**What needs to be done:** Only lines holding "pillow" are wanted; copy each of them from the records below.

**Records shown:**
▬▬▬
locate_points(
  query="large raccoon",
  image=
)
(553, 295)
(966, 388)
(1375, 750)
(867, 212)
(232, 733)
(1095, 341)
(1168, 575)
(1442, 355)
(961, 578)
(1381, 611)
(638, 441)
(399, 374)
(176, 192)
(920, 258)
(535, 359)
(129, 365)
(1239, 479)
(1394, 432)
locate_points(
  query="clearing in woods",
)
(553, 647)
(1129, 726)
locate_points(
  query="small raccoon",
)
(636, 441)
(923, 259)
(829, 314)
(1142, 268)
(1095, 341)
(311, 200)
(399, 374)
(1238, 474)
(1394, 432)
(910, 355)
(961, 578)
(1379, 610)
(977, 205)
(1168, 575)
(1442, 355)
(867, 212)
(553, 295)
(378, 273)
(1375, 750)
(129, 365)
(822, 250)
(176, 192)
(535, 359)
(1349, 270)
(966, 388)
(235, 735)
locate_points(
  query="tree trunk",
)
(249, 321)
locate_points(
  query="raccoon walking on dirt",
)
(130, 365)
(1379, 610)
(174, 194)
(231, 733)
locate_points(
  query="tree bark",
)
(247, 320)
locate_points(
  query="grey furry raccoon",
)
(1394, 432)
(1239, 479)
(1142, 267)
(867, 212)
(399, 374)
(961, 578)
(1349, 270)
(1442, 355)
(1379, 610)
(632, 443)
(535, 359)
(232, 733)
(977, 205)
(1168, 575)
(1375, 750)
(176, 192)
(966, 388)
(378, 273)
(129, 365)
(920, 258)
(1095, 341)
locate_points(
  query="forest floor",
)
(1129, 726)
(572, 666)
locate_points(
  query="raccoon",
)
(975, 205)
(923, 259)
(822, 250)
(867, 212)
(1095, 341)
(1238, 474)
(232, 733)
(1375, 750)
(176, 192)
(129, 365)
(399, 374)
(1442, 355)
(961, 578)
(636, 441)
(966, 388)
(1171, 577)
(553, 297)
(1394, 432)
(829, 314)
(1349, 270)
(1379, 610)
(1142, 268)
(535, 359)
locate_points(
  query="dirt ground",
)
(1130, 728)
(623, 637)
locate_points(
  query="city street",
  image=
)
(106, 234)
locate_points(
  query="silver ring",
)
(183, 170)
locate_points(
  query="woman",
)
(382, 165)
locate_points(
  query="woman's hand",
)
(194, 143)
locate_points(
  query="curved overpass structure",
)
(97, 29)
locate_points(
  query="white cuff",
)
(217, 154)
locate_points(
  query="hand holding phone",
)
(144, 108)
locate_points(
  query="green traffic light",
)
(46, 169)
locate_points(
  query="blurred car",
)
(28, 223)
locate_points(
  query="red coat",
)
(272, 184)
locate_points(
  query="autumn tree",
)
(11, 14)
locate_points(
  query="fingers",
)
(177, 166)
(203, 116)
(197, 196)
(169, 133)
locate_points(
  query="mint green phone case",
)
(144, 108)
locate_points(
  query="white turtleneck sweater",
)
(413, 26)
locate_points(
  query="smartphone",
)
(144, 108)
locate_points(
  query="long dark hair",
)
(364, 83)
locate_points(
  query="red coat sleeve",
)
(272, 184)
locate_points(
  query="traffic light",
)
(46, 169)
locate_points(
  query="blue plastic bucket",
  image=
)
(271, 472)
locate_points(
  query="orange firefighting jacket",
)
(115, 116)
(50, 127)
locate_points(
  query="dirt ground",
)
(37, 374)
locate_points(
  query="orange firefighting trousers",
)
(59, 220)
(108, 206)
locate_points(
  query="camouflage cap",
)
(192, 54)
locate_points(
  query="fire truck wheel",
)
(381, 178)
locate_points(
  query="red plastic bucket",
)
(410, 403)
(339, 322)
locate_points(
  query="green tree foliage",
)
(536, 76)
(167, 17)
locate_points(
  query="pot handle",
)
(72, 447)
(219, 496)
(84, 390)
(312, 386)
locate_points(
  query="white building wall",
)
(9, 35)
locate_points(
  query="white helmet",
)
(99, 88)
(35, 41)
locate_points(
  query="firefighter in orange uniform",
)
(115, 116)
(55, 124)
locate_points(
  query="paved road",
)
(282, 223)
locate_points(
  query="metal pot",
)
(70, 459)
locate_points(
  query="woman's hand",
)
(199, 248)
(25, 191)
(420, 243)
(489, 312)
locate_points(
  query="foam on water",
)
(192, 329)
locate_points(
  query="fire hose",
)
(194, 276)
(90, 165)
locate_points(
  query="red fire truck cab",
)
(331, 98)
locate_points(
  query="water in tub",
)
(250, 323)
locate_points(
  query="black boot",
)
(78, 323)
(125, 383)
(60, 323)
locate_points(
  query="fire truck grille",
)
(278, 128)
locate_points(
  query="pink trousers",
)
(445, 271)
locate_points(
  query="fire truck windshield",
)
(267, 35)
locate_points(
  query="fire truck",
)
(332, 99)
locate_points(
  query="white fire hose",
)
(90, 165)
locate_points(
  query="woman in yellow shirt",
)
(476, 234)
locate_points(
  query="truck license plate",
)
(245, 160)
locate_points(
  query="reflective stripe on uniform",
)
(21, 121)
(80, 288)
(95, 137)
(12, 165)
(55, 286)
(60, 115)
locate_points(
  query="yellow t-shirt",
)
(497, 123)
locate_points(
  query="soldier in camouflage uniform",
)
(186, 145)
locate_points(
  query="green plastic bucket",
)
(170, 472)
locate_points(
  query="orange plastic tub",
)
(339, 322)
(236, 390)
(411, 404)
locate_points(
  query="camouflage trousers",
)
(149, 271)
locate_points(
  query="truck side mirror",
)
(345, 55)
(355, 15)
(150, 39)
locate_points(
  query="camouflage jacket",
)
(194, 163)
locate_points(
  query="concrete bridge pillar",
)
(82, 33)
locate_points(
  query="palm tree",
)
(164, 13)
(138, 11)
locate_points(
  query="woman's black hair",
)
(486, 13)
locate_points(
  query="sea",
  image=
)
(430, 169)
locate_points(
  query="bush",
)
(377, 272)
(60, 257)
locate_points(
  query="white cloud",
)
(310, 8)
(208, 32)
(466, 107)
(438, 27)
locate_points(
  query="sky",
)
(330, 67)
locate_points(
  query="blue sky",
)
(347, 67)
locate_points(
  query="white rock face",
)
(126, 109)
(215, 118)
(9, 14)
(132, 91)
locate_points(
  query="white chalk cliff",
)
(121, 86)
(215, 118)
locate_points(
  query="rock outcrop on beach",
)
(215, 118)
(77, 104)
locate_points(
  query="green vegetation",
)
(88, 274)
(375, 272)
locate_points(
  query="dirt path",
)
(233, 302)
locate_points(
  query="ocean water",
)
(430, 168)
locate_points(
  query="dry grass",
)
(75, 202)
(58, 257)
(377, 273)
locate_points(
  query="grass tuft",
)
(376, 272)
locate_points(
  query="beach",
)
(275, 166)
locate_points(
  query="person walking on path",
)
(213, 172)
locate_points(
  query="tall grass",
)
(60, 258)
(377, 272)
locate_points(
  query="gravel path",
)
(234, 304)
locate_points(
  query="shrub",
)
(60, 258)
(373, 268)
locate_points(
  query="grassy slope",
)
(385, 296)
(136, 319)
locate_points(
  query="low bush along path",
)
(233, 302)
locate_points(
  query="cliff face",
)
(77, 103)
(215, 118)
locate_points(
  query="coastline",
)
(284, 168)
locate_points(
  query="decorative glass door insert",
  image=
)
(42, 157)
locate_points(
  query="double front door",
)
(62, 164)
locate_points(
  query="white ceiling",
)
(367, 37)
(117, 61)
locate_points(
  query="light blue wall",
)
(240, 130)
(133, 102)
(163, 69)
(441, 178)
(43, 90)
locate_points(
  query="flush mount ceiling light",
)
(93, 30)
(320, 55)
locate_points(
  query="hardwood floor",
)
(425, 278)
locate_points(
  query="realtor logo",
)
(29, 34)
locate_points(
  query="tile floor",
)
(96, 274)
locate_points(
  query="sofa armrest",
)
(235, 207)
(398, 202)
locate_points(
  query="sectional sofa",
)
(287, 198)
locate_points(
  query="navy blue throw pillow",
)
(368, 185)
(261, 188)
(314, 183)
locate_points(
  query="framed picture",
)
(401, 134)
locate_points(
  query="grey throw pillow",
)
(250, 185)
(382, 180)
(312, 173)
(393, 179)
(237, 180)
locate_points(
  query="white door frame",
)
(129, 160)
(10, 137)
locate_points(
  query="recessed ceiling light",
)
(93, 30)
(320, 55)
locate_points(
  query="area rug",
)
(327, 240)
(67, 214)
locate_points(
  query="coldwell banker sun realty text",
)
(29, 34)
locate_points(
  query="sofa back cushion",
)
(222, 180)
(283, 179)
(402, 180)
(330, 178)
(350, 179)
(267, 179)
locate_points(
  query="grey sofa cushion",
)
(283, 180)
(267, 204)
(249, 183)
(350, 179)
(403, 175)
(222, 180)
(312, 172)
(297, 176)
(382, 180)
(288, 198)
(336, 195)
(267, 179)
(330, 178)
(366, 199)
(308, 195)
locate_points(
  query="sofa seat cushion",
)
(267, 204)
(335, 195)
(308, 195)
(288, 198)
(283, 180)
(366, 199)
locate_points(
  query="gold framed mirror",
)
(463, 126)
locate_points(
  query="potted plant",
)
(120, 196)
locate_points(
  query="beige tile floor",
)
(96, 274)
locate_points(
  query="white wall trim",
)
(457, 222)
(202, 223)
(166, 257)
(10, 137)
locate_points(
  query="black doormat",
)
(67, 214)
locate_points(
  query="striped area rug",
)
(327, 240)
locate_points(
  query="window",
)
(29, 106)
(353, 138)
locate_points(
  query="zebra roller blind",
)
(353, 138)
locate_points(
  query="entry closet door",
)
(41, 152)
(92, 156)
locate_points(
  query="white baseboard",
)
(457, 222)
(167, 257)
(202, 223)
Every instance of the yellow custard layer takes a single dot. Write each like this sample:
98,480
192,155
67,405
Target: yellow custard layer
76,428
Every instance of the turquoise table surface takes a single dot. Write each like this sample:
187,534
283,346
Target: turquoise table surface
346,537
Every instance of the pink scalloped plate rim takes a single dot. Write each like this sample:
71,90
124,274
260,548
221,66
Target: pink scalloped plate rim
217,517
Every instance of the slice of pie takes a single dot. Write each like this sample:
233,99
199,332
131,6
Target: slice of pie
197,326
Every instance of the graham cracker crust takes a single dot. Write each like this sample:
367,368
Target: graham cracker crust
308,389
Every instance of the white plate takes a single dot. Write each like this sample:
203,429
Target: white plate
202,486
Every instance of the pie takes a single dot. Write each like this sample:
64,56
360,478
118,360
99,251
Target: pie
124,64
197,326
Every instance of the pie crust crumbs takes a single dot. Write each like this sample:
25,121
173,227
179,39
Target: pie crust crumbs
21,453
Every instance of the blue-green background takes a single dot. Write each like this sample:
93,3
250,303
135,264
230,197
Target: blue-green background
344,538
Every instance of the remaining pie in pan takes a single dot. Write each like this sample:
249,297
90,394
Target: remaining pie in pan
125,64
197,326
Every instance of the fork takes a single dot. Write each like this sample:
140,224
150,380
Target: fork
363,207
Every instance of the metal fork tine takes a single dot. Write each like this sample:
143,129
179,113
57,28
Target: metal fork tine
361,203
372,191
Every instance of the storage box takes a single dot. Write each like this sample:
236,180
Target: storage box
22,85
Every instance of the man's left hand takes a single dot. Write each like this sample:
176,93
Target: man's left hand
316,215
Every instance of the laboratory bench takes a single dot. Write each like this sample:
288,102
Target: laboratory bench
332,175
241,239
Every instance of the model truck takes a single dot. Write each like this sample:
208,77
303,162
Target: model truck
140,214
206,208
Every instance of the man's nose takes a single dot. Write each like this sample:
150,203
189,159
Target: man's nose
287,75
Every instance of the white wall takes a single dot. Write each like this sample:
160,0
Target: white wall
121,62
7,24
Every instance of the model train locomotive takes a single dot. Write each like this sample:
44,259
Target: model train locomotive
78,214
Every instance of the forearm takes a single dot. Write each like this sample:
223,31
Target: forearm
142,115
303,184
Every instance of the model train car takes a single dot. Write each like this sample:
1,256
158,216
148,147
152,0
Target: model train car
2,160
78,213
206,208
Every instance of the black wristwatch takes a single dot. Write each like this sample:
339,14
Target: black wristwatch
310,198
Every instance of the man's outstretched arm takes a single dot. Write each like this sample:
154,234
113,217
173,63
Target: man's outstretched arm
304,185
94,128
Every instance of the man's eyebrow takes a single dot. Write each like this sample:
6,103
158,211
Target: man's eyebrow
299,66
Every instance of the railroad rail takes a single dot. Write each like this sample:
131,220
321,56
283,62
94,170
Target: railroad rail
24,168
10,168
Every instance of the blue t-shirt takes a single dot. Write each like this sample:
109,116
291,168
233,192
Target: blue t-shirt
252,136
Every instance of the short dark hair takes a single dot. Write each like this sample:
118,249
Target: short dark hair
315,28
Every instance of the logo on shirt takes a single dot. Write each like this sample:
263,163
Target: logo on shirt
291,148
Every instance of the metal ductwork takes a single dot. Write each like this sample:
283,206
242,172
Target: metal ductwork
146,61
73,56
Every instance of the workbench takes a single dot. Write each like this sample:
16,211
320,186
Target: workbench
▬▬▬
**Solution to this task:**
  query="navy blue throw pillow",
  query="grey throw pillow",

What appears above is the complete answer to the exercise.